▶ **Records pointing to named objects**
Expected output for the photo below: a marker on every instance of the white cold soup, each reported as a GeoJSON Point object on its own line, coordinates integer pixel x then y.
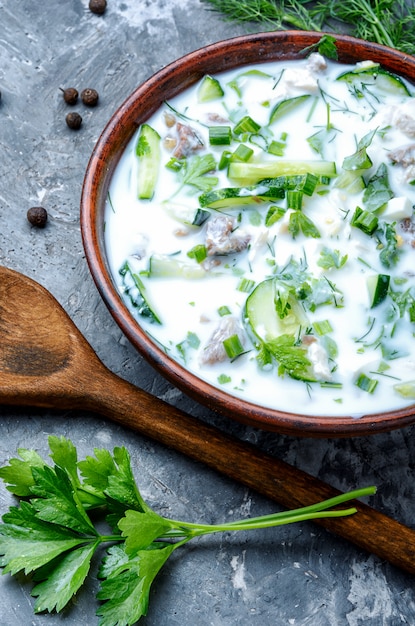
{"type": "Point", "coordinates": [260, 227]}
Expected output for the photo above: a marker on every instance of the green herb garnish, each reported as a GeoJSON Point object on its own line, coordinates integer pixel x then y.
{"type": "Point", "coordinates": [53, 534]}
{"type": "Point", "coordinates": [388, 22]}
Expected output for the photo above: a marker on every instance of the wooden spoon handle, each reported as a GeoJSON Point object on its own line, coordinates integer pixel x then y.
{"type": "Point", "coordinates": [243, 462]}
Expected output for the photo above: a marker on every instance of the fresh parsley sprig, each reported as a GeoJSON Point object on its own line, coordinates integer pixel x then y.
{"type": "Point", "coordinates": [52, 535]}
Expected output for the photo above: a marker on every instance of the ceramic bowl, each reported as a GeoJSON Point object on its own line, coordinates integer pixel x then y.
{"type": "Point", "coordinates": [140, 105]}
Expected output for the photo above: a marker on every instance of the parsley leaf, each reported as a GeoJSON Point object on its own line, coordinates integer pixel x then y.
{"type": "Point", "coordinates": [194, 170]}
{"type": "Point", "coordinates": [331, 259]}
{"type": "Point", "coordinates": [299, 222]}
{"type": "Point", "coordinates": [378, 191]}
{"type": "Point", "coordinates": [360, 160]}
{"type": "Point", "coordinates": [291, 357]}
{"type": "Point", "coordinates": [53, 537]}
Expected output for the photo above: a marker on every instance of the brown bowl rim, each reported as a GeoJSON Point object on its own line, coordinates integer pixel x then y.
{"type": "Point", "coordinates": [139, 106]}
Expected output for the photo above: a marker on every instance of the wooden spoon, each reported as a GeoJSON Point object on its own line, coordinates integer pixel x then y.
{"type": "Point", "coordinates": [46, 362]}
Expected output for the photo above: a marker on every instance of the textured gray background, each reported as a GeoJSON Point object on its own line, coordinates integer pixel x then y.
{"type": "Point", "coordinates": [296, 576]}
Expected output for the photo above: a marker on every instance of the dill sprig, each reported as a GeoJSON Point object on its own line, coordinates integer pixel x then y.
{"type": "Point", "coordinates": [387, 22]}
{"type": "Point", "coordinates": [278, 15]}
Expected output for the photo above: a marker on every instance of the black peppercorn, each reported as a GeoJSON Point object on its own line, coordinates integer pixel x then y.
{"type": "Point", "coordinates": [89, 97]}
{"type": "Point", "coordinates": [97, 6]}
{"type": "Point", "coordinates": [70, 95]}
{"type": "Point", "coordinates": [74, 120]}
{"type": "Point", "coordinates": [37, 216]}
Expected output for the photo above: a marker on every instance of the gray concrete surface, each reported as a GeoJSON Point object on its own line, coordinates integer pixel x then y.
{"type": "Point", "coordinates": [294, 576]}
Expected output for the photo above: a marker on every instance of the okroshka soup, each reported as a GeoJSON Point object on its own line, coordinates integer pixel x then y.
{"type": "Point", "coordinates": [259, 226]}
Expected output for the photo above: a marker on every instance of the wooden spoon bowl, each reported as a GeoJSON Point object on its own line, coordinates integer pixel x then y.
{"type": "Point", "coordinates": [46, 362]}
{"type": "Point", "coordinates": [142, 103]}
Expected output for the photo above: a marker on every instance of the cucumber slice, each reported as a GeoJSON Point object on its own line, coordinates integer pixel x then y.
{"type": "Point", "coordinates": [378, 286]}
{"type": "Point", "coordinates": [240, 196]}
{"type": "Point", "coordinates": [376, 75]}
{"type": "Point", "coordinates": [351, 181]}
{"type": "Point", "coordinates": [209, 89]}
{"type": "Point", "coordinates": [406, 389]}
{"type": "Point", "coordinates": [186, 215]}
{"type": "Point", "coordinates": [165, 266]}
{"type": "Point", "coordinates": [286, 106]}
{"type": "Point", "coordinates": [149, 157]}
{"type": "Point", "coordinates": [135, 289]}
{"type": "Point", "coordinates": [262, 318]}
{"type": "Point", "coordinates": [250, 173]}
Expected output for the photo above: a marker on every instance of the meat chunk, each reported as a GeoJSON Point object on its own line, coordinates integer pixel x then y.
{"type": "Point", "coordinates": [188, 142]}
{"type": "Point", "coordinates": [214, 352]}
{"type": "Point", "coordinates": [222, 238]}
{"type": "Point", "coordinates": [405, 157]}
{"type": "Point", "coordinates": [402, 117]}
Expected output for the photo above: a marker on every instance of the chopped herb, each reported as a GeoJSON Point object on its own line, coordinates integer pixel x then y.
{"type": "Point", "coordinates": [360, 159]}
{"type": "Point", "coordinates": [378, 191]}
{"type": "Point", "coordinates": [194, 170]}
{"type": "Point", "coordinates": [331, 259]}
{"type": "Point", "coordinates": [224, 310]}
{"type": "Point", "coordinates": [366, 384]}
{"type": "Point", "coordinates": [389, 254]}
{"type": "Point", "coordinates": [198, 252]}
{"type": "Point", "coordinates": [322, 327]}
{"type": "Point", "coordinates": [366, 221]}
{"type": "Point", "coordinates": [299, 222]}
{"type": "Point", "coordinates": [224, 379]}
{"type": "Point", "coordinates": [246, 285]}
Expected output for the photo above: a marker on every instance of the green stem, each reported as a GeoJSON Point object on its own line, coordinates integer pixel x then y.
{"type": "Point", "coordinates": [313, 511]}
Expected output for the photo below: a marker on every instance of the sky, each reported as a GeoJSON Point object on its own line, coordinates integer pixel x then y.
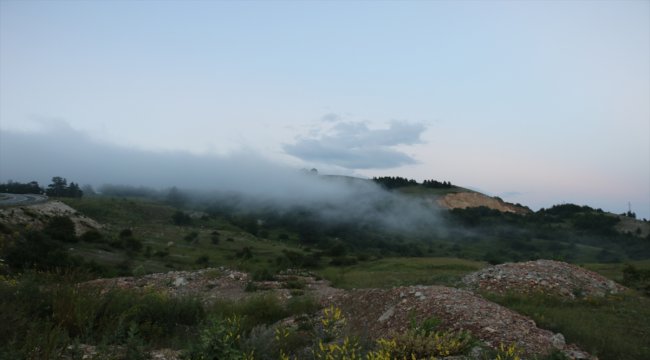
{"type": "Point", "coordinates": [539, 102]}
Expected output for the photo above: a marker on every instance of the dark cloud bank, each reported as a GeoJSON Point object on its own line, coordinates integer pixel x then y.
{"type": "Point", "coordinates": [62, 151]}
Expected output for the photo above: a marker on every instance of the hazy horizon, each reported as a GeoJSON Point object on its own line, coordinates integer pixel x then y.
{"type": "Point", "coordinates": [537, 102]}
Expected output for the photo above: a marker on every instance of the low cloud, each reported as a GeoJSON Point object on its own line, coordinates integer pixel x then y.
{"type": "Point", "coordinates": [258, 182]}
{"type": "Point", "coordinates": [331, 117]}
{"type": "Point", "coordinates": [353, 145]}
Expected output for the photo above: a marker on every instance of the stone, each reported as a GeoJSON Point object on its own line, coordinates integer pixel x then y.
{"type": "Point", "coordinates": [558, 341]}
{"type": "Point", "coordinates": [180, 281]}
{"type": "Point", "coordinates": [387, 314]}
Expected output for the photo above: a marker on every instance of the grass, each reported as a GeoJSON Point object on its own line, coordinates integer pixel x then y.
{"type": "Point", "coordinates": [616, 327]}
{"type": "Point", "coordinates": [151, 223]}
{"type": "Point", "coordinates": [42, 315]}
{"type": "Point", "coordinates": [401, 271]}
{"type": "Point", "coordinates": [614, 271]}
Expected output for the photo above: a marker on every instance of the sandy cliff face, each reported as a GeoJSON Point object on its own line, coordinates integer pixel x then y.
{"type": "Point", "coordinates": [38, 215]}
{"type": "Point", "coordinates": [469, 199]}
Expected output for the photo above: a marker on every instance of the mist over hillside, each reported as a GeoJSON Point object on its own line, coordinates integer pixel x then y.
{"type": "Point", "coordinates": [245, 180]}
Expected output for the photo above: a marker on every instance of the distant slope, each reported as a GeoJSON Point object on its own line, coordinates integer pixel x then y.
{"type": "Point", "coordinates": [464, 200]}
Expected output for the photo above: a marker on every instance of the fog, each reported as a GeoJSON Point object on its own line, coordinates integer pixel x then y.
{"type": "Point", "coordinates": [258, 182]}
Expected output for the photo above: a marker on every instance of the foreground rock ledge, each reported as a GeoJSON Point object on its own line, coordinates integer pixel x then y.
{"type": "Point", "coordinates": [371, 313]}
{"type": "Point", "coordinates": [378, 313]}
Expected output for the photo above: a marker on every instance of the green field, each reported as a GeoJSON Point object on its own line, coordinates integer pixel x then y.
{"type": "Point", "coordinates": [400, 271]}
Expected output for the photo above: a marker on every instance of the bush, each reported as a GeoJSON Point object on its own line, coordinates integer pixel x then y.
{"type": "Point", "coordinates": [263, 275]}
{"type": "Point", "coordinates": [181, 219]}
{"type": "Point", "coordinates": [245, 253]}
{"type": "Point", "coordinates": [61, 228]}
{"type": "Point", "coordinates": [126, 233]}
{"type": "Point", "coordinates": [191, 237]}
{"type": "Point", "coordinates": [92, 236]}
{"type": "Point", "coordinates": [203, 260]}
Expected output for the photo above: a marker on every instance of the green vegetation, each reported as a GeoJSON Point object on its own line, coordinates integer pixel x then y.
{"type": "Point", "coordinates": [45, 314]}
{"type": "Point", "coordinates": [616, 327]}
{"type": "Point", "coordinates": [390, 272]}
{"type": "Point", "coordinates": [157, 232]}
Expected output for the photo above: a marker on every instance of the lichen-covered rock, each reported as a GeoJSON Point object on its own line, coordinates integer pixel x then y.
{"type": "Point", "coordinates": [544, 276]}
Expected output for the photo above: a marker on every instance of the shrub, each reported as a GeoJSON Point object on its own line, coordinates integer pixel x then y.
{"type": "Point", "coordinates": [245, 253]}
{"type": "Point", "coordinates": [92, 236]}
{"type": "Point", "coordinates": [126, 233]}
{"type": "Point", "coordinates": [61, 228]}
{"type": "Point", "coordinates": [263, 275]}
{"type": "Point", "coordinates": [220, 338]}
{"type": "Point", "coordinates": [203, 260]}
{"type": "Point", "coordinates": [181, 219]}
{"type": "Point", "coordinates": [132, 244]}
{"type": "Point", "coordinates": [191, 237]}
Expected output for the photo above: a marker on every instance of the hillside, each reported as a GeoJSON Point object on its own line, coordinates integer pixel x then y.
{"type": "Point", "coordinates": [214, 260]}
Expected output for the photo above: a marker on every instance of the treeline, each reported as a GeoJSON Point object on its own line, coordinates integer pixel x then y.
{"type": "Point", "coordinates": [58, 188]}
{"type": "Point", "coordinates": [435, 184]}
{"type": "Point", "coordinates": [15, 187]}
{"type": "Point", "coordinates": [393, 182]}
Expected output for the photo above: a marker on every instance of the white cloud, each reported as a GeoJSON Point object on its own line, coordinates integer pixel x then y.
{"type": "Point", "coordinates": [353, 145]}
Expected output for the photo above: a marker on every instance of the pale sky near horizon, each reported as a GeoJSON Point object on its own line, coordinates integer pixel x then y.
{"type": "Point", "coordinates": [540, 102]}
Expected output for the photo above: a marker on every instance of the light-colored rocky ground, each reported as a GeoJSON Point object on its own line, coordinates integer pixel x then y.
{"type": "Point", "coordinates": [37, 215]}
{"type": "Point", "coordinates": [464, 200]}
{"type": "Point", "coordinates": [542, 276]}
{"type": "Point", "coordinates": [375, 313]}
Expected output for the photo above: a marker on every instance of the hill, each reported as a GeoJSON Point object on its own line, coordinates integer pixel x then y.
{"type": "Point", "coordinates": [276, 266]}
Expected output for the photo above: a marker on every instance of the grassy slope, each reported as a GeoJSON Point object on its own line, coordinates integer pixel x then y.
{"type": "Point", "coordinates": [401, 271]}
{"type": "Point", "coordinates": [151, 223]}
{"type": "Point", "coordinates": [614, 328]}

--

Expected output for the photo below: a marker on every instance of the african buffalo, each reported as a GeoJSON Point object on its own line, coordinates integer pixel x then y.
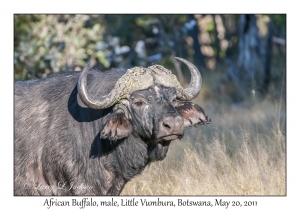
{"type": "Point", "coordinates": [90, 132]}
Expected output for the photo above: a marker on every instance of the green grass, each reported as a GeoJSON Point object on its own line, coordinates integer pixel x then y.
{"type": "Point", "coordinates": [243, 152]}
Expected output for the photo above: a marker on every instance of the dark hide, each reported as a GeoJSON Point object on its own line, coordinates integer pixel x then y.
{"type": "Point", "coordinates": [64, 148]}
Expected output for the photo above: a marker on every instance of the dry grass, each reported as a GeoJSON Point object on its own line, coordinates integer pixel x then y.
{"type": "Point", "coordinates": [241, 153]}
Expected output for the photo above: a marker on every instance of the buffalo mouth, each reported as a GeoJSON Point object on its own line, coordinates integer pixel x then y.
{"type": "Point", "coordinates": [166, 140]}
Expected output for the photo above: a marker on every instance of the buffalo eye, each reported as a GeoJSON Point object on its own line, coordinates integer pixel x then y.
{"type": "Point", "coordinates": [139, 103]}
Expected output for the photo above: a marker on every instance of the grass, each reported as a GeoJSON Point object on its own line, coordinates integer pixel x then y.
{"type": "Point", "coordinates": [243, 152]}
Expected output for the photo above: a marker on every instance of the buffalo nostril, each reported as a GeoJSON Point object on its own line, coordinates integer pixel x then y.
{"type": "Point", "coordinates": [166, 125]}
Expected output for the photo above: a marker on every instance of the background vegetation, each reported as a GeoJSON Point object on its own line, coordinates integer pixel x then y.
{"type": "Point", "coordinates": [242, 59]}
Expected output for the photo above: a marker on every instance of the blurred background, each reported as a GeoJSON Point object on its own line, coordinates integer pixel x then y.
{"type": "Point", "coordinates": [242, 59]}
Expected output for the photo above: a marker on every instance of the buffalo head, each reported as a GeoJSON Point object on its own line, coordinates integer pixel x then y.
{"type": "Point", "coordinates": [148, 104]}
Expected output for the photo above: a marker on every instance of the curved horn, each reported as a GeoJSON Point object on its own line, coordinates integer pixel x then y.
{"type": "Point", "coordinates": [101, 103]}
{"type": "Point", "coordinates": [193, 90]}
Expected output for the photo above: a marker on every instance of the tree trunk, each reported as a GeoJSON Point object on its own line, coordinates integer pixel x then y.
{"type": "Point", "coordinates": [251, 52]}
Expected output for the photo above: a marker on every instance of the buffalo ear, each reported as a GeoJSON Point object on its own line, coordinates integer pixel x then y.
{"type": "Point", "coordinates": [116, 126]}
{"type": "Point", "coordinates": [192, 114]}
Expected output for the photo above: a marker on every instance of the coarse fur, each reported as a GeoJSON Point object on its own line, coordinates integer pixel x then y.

▶ **Problem to solve**
Collect every line in the records above that contains the word "parsley", and copy each one out in full.

▶ **Result of this task**
Expected output for the photo above: a marker on every instance of the fresh parsley sprig, each reported as a GeoJSON Point object on its own line, coordinates integer pixel x then y.
Expected output for the photo above: a marker on every instance of the parsley leaf, each reported as a GeoJSON Point object on its own line, coordinates integer pixel x then y.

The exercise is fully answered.